[Extracted data entries]
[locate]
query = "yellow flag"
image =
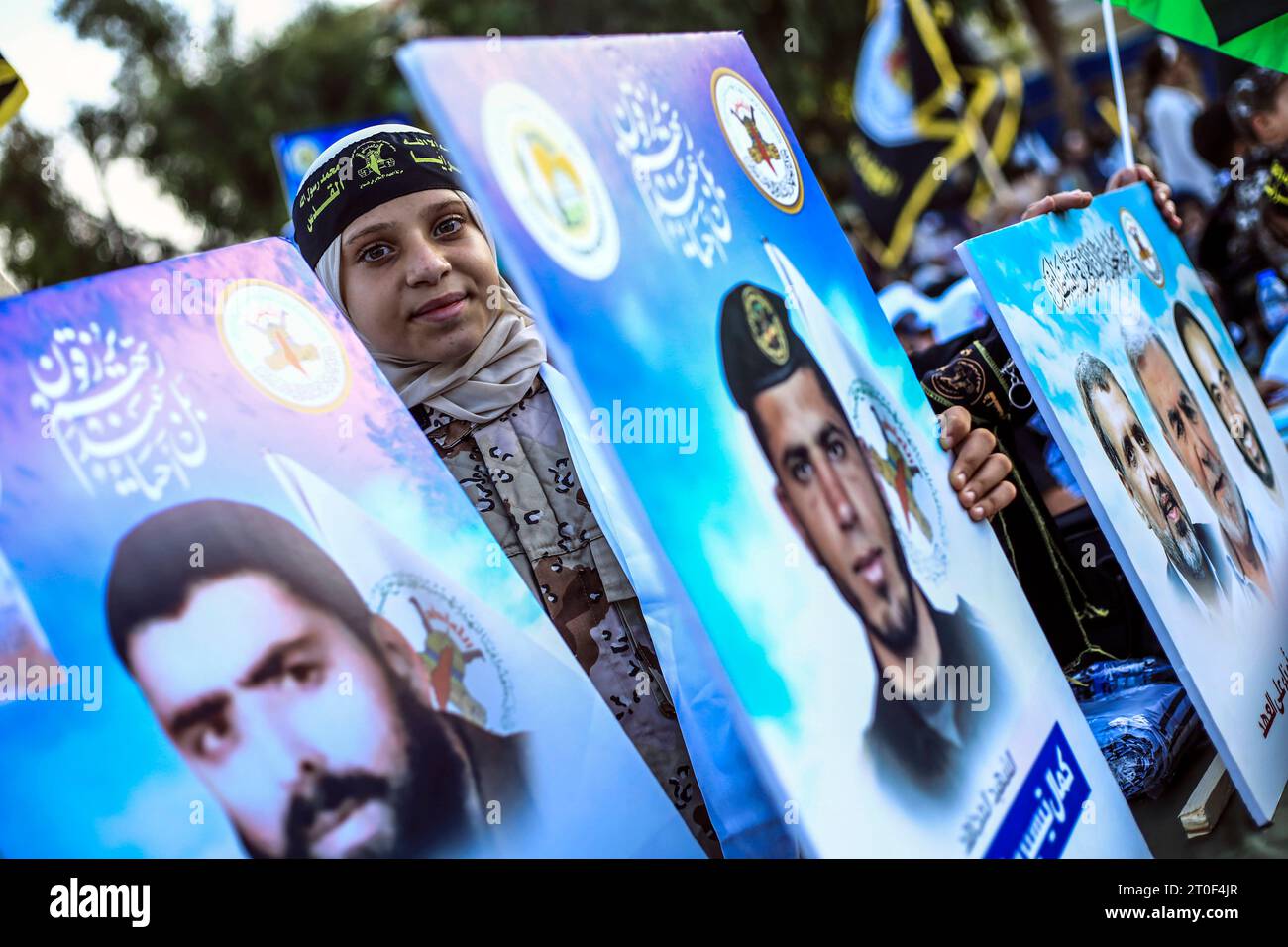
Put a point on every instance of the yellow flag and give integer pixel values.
(12, 91)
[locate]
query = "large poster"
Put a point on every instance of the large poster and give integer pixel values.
(660, 215)
(1172, 447)
(244, 608)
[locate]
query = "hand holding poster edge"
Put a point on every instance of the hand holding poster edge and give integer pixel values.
(1258, 805)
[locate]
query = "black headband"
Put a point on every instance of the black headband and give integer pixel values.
(361, 176)
(758, 344)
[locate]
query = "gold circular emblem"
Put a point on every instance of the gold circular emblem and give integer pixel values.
(767, 329)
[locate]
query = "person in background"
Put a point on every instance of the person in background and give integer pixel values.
(1171, 108)
(1232, 247)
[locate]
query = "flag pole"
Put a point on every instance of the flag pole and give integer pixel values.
(1120, 93)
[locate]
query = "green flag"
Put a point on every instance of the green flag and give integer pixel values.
(1250, 30)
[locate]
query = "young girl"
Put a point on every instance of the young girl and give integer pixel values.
(404, 254)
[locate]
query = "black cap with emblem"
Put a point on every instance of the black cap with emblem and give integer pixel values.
(359, 174)
(758, 343)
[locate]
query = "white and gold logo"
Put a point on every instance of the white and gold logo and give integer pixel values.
(758, 141)
(1141, 249)
(283, 347)
(550, 180)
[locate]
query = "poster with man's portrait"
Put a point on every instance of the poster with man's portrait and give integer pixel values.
(1151, 406)
(246, 611)
(764, 423)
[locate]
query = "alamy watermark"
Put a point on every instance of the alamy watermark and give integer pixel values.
(26, 682)
(649, 425)
(930, 682)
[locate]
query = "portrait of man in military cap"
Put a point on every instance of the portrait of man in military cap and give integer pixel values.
(829, 493)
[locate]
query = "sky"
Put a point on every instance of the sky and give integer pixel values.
(63, 71)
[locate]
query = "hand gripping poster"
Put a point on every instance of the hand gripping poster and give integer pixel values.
(245, 609)
(724, 347)
(1180, 462)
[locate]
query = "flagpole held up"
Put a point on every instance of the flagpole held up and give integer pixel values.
(1120, 93)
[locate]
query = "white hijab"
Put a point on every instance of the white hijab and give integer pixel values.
(482, 384)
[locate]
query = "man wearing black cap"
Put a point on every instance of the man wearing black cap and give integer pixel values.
(829, 493)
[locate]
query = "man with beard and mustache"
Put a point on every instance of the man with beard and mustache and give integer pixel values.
(828, 492)
(1188, 434)
(1219, 384)
(305, 715)
(1190, 548)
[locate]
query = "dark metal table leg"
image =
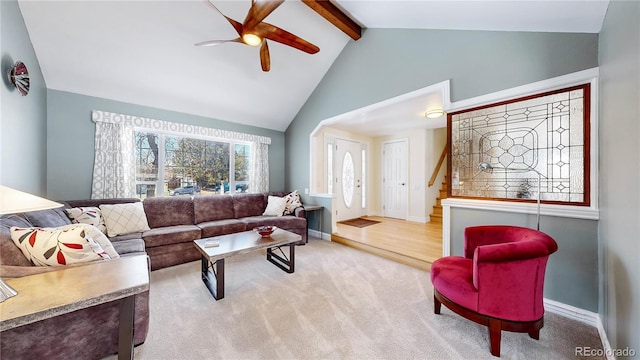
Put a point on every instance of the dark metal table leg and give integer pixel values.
(125, 327)
(215, 275)
(281, 261)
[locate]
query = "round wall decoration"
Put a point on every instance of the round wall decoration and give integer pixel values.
(19, 77)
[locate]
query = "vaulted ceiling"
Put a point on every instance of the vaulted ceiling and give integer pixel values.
(143, 52)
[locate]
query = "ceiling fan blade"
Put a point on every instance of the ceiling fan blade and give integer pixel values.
(265, 59)
(259, 10)
(216, 42)
(274, 33)
(236, 25)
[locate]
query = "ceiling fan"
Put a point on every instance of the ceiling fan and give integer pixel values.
(253, 31)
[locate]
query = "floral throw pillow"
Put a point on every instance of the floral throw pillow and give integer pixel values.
(87, 215)
(60, 246)
(293, 202)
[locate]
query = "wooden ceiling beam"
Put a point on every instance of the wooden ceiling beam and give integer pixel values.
(335, 16)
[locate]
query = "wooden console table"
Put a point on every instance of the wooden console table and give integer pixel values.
(314, 208)
(54, 293)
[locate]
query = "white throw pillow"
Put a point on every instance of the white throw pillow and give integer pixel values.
(293, 202)
(102, 239)
(68, 244)
(124, 219)
(275, 206)
(87, 215)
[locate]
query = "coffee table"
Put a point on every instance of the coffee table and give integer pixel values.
(242, 243)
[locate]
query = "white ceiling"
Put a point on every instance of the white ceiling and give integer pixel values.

TASK TO CARRY OUT: Rewrite the rows from the beginning of the rows through the line containing "(1258, 805)", inclusive, keeping the requests as they are. Scale every point coordinate in the answers by 1.15, round to the nearest whole number with halves going up, and omit the pictures.

RESPONSE TO THIS EXERCISE:
[locate]
query = "yellow flag"
image =
Put a point on every instance of the yellow flag and give integer pixel values.
(14, 105)
[locate]
query = "large poster"
Put a point on every instance of the large poster and give integer pixel values.
(759, 247)
(1348, 514)
(281, 699)
[locate]
query = "hand holding poster edge"
Put a point on every instance of the hand holding poster edge and give integer pixel values.
(1447, 926)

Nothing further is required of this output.